Repeat the Tegra 2 text below in full, word for word, before the rows that follow it.

• SOURCE TEXT
— begin —

The CPU Comparison: NVIDIA, TI & Qualcomm in 2011

NVIDIA makes two versions of the Tegra 2, one for tablets and one for smartphones. The difference between the two boils down to packaging size and TDP. NVIDIA hasn’t been too forthcoming with information but here’s what I know thus far:

NVIDIA Tegra 2
SoC Part Number CPU Clock GPU Clock Availability
NVIDIA Tegra 2 T20 1GHz 333MHz Now
NVIDIA Tegra 2 AP20H 1GHz 300MHz Now
NVIDIA Tegra 2 3D T25 1.2GHz 400MHz Q2 2011
NVIDIA Tegra 2 3D AP25 1.2GHz 400MHz Q2 2011

The T25/AP25 are believed to be the upcoming Tegra 2 3D SoCs. They increase CPU clock speed to 1.2GHz and GPU clock to 400MHz. The T20/AP20H are the current Tegra 2 models, with the T20 aimed at tablets and AP20H for smartphones. The Tegra 2 T20 and AP20H both run their CPU cores at up to 1GHz depending on software load.

— end —

• GIVEN DATA
— begin —

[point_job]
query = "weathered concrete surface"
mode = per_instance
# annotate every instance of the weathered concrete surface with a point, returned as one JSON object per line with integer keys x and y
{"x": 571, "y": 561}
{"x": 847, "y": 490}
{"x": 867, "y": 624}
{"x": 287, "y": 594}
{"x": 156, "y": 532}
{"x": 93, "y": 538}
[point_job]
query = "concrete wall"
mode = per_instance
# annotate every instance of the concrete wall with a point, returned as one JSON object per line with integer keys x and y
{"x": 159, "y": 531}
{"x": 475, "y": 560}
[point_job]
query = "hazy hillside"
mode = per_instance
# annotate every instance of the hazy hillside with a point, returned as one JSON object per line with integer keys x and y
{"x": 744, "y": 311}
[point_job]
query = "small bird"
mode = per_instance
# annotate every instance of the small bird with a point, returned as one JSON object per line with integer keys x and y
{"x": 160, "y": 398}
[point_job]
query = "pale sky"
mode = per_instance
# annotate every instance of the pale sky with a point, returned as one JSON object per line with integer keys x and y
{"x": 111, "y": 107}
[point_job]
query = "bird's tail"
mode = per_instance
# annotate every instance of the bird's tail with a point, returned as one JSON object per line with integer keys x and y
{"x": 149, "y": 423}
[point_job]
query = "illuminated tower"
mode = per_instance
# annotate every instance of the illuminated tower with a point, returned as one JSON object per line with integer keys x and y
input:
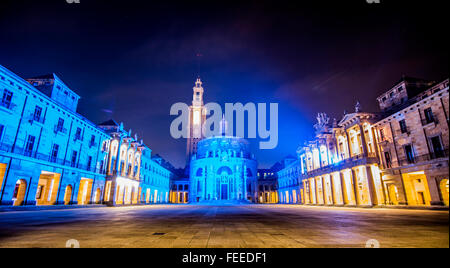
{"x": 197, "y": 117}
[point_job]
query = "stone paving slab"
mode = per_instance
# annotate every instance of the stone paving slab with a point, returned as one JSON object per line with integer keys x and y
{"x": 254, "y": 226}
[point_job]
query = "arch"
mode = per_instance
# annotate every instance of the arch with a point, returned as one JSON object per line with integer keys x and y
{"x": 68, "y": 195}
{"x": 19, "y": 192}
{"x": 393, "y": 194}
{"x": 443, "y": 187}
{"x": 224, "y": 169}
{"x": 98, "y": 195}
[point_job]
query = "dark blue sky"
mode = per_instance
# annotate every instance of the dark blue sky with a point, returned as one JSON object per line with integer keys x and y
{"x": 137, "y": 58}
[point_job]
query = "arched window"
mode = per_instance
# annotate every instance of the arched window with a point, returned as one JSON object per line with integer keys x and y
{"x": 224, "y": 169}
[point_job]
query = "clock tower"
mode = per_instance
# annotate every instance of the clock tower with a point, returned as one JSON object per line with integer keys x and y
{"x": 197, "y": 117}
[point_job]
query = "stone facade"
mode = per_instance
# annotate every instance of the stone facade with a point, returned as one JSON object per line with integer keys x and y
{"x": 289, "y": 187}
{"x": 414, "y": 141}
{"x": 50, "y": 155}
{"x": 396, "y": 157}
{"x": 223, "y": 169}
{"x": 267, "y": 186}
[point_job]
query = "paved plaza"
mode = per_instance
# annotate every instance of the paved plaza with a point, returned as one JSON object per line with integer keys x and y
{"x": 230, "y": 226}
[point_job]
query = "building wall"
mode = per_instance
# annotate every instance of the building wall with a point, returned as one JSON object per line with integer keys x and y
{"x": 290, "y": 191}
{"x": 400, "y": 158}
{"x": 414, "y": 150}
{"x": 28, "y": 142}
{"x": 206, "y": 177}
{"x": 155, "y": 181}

— end —
— begin —

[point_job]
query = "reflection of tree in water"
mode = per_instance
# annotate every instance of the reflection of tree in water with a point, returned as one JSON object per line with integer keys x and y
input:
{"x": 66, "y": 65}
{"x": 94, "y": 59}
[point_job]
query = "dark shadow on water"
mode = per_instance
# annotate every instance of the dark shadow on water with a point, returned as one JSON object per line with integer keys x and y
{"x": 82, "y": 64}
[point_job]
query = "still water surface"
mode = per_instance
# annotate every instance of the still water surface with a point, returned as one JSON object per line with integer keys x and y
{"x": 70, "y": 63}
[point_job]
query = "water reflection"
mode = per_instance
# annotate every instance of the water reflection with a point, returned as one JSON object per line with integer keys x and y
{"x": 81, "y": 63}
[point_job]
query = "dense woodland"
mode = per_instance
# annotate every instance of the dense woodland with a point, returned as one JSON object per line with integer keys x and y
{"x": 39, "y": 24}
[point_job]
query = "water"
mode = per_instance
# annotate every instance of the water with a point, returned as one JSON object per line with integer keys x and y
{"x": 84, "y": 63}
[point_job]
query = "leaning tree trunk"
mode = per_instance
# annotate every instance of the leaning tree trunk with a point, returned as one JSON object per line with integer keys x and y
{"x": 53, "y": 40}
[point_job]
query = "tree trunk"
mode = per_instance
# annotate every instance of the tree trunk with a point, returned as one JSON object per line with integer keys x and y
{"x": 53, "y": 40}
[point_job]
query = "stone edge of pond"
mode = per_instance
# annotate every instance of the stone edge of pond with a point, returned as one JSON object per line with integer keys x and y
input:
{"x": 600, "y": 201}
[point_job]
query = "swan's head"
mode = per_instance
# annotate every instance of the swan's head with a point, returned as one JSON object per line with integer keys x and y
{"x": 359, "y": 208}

— end —

• EXERCISE OUTPUT
The CPU Comparison: NVIDIA, TI & Qualcomm in 2011

NVIDIA makes two versions of the Tegra 2, one for tablets and one for smartphones. The difference between the two boils down to packaging size and TDP. NVIDIA hasn’t been too forthcoming with information but here’s what I know thus far:

NVIDIA Tegra 2
SoC Part Number CPU Clock GPU Clock Availability
NVIDIA Tegra 2 T20 1GHz 333MHz Now
NVIDIA Tegra 2 AP20H 1GHz 300MHz Now
NVIDIA Tegra 2 3D T25 1.2GHz 400MHz Q2 2011
NVIDIA Tegra 2 3D AP25 1.2GHz 400MHz Q2 2011

The T25/AP25 are believed to be the upcoming Tegra 2 3D SoCs. They increase CPU clock speed to 1.2GHz and GPU clock to 400MHz. The T20/AP20H are the current Tegra 2 models, with the T20 aimed at tablets and AP20H for smartphones. The Tegra 2 T20 and AP20H both run their CPU cores at up to 1GHz depending on software load.